Work item
A word-for-word restatement of all the records is the required answer.
###
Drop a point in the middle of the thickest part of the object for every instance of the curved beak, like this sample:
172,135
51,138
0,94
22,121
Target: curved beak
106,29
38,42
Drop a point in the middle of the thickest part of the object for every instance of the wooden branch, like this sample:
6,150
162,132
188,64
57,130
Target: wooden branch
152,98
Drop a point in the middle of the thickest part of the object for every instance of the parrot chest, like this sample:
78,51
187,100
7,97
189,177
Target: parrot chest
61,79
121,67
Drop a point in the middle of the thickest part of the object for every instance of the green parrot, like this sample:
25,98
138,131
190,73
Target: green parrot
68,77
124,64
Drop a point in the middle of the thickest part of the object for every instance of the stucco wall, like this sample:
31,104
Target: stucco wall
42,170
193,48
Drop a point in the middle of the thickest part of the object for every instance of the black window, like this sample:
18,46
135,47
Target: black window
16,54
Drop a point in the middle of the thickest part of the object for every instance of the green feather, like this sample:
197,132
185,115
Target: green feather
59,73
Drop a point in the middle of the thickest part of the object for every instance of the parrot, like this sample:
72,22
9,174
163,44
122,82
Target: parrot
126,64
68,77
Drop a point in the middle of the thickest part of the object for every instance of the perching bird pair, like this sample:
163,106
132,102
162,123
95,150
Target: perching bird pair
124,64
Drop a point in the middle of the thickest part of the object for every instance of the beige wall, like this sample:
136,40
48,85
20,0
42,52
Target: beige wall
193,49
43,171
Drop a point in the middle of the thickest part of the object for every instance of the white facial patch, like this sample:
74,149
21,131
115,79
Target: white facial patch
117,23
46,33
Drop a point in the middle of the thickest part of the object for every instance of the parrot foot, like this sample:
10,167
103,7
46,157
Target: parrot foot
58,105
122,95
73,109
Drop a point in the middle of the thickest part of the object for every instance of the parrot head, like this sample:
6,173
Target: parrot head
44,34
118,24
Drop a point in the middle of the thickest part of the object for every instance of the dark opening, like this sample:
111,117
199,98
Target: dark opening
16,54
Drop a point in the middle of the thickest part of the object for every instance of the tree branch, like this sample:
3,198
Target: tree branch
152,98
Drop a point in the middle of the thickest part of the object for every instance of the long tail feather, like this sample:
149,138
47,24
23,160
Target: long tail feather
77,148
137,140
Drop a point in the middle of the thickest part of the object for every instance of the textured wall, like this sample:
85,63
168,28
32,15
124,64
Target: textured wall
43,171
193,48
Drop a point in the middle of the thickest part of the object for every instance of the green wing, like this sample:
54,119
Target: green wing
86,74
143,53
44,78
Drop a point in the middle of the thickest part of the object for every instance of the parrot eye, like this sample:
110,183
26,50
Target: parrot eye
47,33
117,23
###
Answer to this exercise
Drop a point in the middle of the thickest part of the object for every instance of the curved beak, like this sample:
172,135
51,138
0,94
22,121
Target: curved beak
106,29
38,42
Drop a point in the middle of the thickest part of the object for every instance of the wooden branch, like this sample:
6,150
162,132
188,64
57,130
Target: wooden branch
152,98
Drop a point in the middle of the thickest part of the object for every instance of the parrot chest, like this sample:
78,51
187,100
7,97
189,177
Target: parrot chest
61,79
121,67
Drop a point in the middle of the thickest part of the object for every instance of the green parrot, like this sample:
25,98
138,131
190,73
Target: green parrot
68,77
124,64
Drop a point in the middle of the thickest part of the object for every instance of the stucco wall, like this sample:
31,104
Target: stucco wall
42,170
193,48
Drop a point in the middle of the thickest part of the object for every instance of the black window, like this sample:
18,46
135,47
Target: black window
16,54
Drop a point in the middle of the thickest part of the object for every instance of the green feather, like this sample:
197,132
185,115
Target: green feather
59,73
Drop a point in the middle of the thickest part of the object for every instance of the parrot, like this sample:
72,22
9,174
163,44
122,82
Target: parrot
126,64
68,77
Drop a point in the middle of the thickest part of the object for every instance of the perching bird pair, like this sample:
163,106
132,102
162,123
95,150
Target: perching bird pair
124,64
Drop a point in the middle of the thickest part of the object for every instance of the beige wall, like this sample:
136,40
48,85
20,0
42,52
Target: beige wall
193,49
43,171
Drop a point in the middle of the thickest part of the object for every instance of the white facial patch, like this sample:
74,149
21,131
115,79
Target: white facial patch
117,23
46,33
Drop a point in the middle of the thickest part of the object for every instance of the parrot foot, like this sample:
10,167
103,7
46,157
Target: parrot foot
58,105
122,95
73,109
Drop a point in the middle of the thickest part of the object for every instance of the parrot head, like this sample:
6,173
Target: parrot head
44,34
118,24
Drop a point in the middle of the thickest part of the object for every instance of the dark opening, like this sample:
111,117
199,98
Target: dark opening
16,54
Drop a point in the middle of the thickest part of the object for every instance of the tree branch, like this sample:
3,198
Target: tree branch
152,98
Drop a point in the middle of the thickest part of the object for every instance of the long tail feather, like this sample:
149,138
47,24
23,160
Target: long tail feather
77,148
137,140
Drop a point in the middle of the thickest part of the object for every instance of the textured wall, like this sample:
85,63
168,28
32,15
124,64
Target: textured wall
43,171
193,48
Drop a point in the middle of the thickest part of the object for every instance of the green wing, like this sample:
54,119
Target: green wing
86,74
143,53
44,78
Drop a point in the middle of the thickest part of the object for every instance of the parrot eye, like this sample:
110,183
26,50
Target: parrot eye
47,33
117,23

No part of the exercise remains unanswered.